◆ Tasks to perform:
1 - In the essay on life after caregiving, list each role the writer names in the sentence that begins "I became his caregiver."
2 - Continue the essay on life after caregiving, starting after its last sentence.

◆ Source document:
----------

Thursday, March 19, 2026

The Silence After Caregiving

There was a version of me that only existed when my dad was alive, and I do not think I fully understood how much of me lived inside that role until he was gone. We did not always have a relationship, and that is the part people do not always see. For a long time, there was distance between us, shaped by life, circumstances, and choices that created separation. But later in life, we found our way back to each other, and when we did, it was not partial—it was everything. He became my entire world.

My life began to revolve around him. His medications, his doctor’s appointments, his care, making sure he was okay, making sure he was not alone, coordinating support, finding people who could help, managing everything across systems and even across countries. I stepped into that role fully, without hesitation and without questioning it. I was no longer just his daughter. I became his caregiver, his advocate, his system, his stability. And I would do it all over again without question. But what I did not recognize at the time was how deeply I had lost myself within that role.

When he passed away, everything stopped. The structure that had defined my days, my purpose, and my focus disappeared overnight. What remained was not only grief, but a deep and unexpected emptiness. It was the kind of emptiness that comes when the role that shaped your identity is suddenly gone. That is when I realized that he had become my entire life, and I did not know who I was outside of him. That realization broke something in me, but it also forced me to wake up.

----------

◆ Provided information:
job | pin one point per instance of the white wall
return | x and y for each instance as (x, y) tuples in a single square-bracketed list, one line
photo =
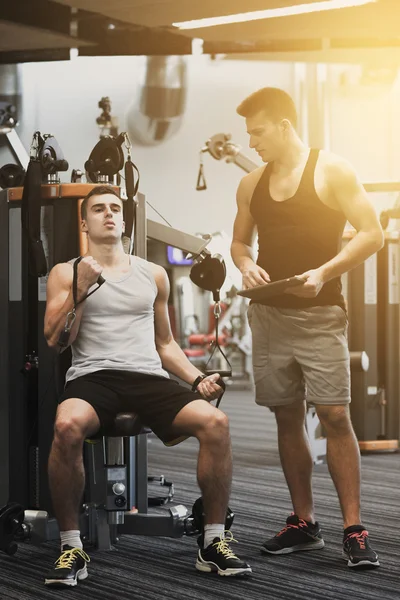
[(365, 125), (61, 98)]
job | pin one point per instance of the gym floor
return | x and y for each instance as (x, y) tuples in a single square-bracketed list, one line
[(160, 568)]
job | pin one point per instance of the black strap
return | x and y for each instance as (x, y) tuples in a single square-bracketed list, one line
[(100, 282), (71, 316), (217, 347), (30, 218), (129, 209)]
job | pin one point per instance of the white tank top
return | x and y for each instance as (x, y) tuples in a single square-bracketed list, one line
[(117, 326)]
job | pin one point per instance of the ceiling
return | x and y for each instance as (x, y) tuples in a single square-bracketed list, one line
[(145, 27)]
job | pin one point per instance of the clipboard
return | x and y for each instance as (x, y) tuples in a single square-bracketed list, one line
[(265, 291)]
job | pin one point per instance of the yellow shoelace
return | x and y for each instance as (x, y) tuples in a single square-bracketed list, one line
[(68, 556), (223, 547)]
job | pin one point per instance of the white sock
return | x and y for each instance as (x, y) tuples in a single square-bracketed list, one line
[(71, 538), (212, 531)]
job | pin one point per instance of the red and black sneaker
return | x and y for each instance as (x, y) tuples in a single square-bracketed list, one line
[(298, 535), (357, 548)]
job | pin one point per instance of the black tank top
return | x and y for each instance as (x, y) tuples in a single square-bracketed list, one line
[(297, 235)]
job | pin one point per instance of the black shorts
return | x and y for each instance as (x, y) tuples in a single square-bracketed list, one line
[(155, 399)]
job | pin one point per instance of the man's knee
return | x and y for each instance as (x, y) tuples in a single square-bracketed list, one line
[(290, 416), (69, 431), (334, 418), (216, 426)]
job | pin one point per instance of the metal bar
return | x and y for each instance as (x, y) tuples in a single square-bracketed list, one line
[(4, 353), (141, 473), (176, 238), (18, 148), (141, 226)]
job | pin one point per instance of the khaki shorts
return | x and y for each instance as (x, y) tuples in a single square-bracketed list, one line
[(300, 354)]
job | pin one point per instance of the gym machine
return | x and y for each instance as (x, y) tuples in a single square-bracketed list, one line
[(372, 296), (117, 464)]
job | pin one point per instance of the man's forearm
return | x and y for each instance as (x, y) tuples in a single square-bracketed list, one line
[(175, 361), (241, 254), (54, 327), (363, 245)]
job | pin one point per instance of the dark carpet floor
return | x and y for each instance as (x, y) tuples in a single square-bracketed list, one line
[(160, 568)]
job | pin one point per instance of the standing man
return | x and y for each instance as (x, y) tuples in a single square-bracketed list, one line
[(298, 204)]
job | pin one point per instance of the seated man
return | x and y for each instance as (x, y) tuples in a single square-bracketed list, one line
[(121, 343)]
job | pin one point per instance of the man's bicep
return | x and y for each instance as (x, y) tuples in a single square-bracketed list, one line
[(162, 325), (244, 228), (353, 200), (58, 289)]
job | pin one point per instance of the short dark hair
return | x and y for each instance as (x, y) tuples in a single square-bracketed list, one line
[(276, 103), (98, 190)]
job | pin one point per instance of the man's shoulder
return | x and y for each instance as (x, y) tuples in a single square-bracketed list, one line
[(249, 182), (333, 164), (61, 275)]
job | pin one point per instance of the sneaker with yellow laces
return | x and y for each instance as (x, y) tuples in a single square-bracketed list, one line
[(69, 568), (219, 558)]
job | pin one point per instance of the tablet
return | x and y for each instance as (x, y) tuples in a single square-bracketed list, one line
[(262, 292)]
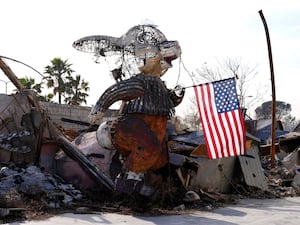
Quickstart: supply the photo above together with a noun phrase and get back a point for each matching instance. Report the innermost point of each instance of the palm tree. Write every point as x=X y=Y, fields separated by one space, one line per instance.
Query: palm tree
x=76 y=90
x=29 y=83
x=57 y=71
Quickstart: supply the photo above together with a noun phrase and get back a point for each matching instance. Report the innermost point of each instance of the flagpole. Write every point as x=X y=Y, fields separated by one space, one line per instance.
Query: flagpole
x=273 y=89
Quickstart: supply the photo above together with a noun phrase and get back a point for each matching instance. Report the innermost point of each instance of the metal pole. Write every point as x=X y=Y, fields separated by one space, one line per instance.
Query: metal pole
x=273 y=90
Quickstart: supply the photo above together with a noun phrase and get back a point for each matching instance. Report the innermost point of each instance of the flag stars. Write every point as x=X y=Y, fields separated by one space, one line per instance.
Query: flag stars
x=225 y=96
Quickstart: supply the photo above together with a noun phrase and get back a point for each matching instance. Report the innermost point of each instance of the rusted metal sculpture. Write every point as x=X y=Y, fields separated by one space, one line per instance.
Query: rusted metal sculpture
x=142 y=56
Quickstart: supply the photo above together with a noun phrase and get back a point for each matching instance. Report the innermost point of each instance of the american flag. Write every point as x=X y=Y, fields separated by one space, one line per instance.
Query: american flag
x=221 y=117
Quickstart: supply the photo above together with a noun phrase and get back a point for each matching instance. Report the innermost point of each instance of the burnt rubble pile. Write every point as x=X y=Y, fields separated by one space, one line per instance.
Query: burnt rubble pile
x=64 y=169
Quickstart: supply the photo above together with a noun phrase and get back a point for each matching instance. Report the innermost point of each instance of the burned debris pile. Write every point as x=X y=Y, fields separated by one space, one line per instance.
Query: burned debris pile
x=47 y=168
x=35 y=166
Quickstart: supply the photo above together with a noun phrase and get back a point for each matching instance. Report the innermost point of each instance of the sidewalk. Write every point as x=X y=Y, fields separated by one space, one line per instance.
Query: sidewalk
x=248 y=211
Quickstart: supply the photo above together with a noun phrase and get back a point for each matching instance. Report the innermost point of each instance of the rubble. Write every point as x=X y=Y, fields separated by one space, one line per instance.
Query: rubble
x=45 y=170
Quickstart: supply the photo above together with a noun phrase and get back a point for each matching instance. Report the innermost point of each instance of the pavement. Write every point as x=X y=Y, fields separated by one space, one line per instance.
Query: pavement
x=285 y=211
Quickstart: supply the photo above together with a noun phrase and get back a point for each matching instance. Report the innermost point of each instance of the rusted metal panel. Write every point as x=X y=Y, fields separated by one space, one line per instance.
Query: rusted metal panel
x=252 y=169
x=214 y=175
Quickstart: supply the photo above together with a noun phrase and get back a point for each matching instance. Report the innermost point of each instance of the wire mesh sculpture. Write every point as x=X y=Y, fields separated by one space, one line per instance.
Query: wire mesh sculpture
x=128 y=52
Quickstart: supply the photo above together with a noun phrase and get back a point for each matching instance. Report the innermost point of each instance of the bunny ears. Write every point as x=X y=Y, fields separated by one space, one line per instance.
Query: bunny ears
x=130 y=50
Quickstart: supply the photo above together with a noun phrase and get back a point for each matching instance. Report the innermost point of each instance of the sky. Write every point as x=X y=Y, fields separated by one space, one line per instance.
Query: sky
x=34 y=32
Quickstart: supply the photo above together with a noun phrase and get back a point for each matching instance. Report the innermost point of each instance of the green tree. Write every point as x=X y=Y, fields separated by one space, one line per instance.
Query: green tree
x=29 y=83
x=76 y=90
x=57 y=73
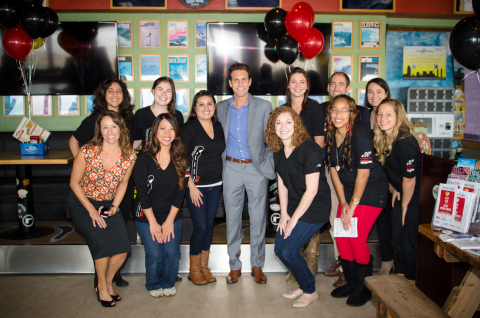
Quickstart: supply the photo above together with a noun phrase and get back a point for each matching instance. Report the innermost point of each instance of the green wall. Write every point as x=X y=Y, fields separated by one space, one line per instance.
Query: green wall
x=56 y=123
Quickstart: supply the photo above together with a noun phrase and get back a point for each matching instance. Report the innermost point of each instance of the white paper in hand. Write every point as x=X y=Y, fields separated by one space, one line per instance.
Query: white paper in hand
x=339 y=231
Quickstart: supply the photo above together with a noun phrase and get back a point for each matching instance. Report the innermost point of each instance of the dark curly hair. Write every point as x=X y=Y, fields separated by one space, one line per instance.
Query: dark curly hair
x=331 y=130
x=300 y=133
x=100 y=103
x=177 y=150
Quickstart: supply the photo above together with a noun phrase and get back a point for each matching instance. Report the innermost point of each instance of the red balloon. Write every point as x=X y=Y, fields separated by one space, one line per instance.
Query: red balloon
x=17 y=43
x=305 y=6
x=312 y=44
x=298 y=23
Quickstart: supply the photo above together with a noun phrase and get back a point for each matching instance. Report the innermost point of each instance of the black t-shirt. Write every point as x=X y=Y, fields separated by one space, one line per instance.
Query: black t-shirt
x=313 y=118
x=204 y=155
x=363 y=157
x=157 y=189
x=144 y=118
x=306 y=159
x=405 y=161
x=86 y=130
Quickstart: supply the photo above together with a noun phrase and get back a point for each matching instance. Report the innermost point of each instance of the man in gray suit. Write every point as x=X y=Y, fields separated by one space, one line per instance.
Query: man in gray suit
x=247 y=165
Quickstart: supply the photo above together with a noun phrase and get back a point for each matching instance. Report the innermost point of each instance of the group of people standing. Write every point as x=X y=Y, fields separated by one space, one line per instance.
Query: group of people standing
x=335 y=160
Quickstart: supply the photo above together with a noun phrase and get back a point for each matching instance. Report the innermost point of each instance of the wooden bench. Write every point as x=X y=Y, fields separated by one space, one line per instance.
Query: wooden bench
x=398 y=298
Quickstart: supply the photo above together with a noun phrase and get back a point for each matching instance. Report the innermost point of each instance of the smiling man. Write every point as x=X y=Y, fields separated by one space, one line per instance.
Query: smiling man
x=247 y=166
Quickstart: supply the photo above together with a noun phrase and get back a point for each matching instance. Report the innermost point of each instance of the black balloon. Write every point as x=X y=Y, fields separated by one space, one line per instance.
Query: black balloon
x=275 y=22
x=465 y=42
x=52 y=23
x=34 y=20
x=9 y=16
x=287 y=49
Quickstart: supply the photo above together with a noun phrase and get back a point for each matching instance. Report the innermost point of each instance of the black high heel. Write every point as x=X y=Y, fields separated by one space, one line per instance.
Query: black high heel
x=105 y=303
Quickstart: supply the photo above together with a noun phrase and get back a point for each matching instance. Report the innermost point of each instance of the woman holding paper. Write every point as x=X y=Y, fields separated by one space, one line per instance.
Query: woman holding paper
x=304 y=196
x=399 y=152
x=361 y=187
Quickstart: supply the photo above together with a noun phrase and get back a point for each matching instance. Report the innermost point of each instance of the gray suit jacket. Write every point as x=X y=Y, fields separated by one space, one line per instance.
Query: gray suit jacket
x=258 y=114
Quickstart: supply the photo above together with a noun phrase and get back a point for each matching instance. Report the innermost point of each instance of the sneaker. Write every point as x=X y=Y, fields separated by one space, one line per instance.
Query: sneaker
x=157 y=293
x=169 y=291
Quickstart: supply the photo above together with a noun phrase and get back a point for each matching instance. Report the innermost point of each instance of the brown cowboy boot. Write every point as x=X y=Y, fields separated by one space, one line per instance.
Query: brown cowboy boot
x=204 y=267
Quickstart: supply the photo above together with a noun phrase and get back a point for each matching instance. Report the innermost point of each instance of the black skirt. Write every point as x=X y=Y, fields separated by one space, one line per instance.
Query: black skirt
x=109 y=241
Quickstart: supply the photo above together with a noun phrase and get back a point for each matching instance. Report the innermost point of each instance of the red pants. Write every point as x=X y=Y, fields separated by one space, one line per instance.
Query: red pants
x=356 y=248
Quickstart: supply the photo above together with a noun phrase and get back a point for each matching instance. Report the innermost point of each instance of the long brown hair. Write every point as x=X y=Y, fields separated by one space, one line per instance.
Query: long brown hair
x=300 y=133
x=177 y=150
x=331 y=130
x=124 y=139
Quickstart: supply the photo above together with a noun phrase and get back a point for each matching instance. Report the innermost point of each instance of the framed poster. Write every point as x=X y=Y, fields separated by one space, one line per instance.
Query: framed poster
x=149 y=67
x=200 y=68
x=41 y=105
x=342 y=34
x=201 y=33
x=124 y=34
x=149 y=34
x=368 y=67
x=89 y=104
x=370 y=34
x=14 y=106
x=182 y=101
x=177 y=32
x=252 y=4
x=369 y=6
x=68 y=105
x=125 y=67
x=342 y=63
x=138 y=4
x=147 y=98
x=178 y=67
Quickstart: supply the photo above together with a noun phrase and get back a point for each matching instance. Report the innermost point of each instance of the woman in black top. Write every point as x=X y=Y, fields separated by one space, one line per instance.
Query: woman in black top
x=111 y=94
x=399 y=152
x=204 y=142
x=304 y=196
x=160 y=180
x=361 y=187
x=163 y=91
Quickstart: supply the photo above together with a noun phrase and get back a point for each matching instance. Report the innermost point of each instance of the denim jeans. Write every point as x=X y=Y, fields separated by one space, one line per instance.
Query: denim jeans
x=203 y=217
x=161 y=259
x=288 y=251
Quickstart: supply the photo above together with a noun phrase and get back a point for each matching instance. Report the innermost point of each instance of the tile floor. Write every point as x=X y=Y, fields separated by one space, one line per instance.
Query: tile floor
x=73 y=296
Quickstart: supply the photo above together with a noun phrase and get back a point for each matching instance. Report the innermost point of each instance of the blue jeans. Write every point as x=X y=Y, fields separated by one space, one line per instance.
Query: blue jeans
x=288 y=251
x=161 y=259
x=203 y=218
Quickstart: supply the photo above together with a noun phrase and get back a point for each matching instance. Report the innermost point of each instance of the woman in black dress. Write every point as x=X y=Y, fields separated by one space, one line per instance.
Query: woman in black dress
x=204 y=141
x=399 y=152
x=100 y=175
x=111 y=94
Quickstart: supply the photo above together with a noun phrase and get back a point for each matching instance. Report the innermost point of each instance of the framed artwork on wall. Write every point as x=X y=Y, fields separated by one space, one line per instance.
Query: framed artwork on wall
x=178 y=67
x=177 y=33
x=149 y=34
x=138 y=4
x=342 y=63
x=125 y=67
x=14 y=106
x=342 y=34
x=125 y=34
x=149 y=67
x=368 y=67
x=42 y=105
x=68 y=105
x=370 y=34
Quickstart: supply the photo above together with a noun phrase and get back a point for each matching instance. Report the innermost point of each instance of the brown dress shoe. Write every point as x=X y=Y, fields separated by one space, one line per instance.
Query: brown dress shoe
x=233 y=276
x=260 y=277
x=333 y=271
x=340 y=281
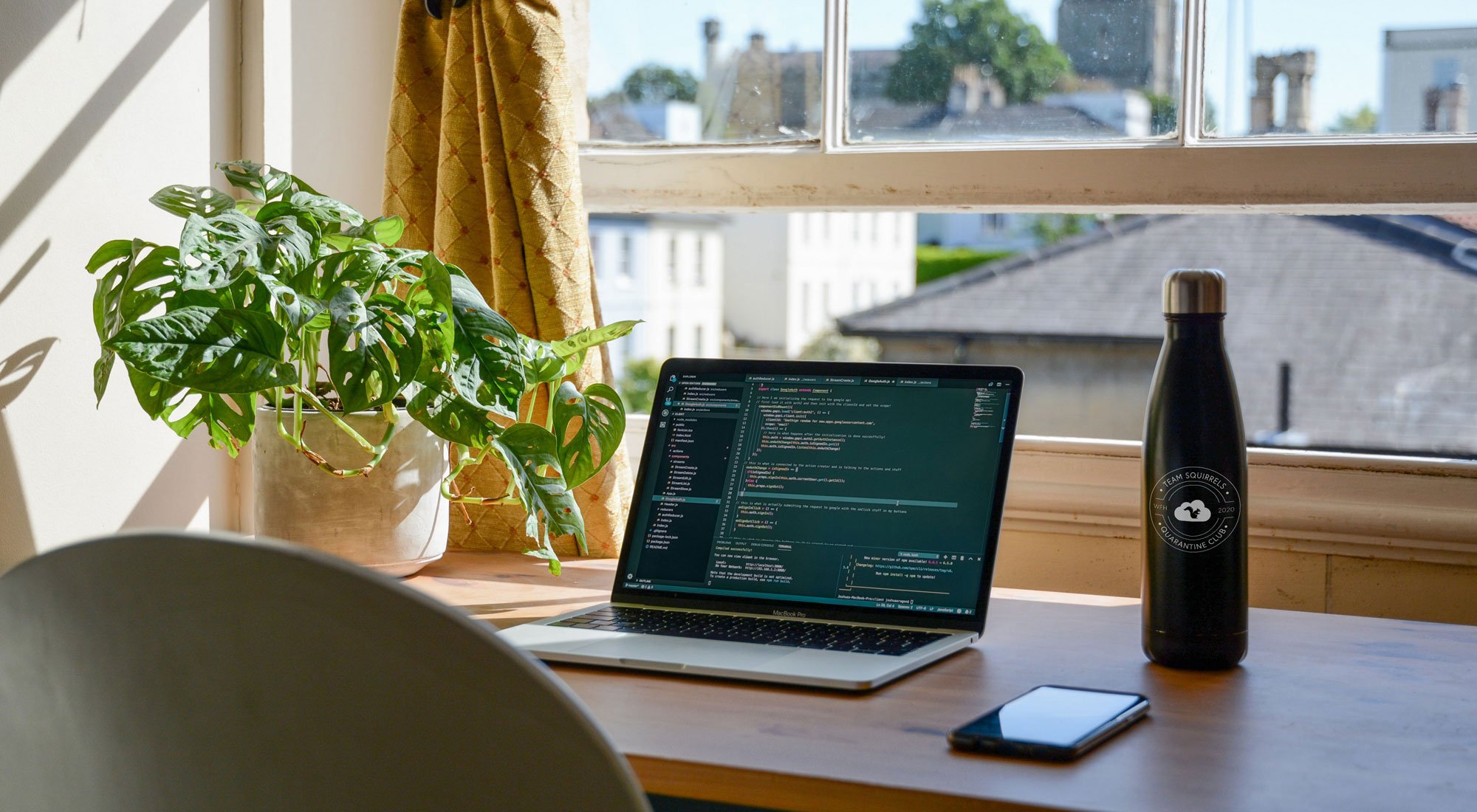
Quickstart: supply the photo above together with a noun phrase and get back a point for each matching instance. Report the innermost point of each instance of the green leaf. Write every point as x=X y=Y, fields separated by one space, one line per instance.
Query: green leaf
x=581 y=342
x=208 y=202
x=532 y=457
x=445 y=414
x=382 y=231
x=208 y=349
x=488 y=359
x=230 y=419
x=156 y=396
x=293 y=309
x=128 y=292
x=541 y=365
x=327 y=210
x=110 y=252
x=366 y=269
x=547 y=362
x=261 y=181
x=587 y=447
x=219 y=250
x=547 y=556
x=435 y=303
x=292 y=238
x=373 y=349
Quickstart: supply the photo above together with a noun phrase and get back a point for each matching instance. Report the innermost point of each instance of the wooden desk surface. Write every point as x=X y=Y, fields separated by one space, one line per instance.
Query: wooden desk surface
x=1327 y=712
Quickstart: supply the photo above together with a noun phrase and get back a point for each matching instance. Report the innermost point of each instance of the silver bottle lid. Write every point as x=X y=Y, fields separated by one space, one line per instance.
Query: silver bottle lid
x=1194 y=290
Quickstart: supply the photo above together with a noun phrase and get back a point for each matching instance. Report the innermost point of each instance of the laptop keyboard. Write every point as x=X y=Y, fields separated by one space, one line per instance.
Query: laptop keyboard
x=798 y=634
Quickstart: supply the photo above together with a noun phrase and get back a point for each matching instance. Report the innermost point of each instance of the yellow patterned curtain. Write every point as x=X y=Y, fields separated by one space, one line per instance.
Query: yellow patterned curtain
x=482 y=165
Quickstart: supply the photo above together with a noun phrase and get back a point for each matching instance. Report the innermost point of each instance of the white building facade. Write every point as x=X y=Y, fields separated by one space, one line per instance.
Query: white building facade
x=789 y=277
x=667 y=271
x=1419 y=63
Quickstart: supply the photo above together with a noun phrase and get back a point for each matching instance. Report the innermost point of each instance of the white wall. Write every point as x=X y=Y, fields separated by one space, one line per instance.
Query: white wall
x=1411 y=69
x=757 y=299
x=844 y=262
x=682 y=312
x=101 y=104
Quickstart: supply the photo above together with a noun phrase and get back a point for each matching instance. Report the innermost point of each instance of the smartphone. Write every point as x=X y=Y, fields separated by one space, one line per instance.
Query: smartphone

----------

◆ Your written answers:
1 - caregiver, advocate, system, stability

2 -
Part of the reason I chose to pursue my MSW/MPA was because I needed something that belonged to me. I needed direction, something that grounded me outside of caregiving, something that helped me begin to rebuild a sense of self. There is an irony in working within a mental health organization and still not receiving the support I needed as a caregiver. I had to navigate that experience largely on my own, doing what I have always done—advocating, pushing, figuring things out, and making sure things were handled.

Advocacy has always been part of who I am. I have been someone who speaks up, who defends, who does not stay quiet when something is not right. But now, I find myself in a different place. I am beginning to understand that not everything requires my voice, not everything requires my reaction, and not everything requires me to defend or explain myself. For the first time, I am allowing myself to step back and be quieter. Not because I am weak, but because I am learning control—the kind of emotional control that comes from awareness rather than reaction.

I needed to go through all of it—the caregiving, the loss, the exhaustion, and the identity break—to see myself clearly. I am beginning to understand where my reactions come from and why I have felt the need to hold everything together for so long. Now, I am choosing something different. I am choosing to build, but to do so quietly. I am focusing on my writing, my business, and my community, not from a place of urgency or survival, but from intention.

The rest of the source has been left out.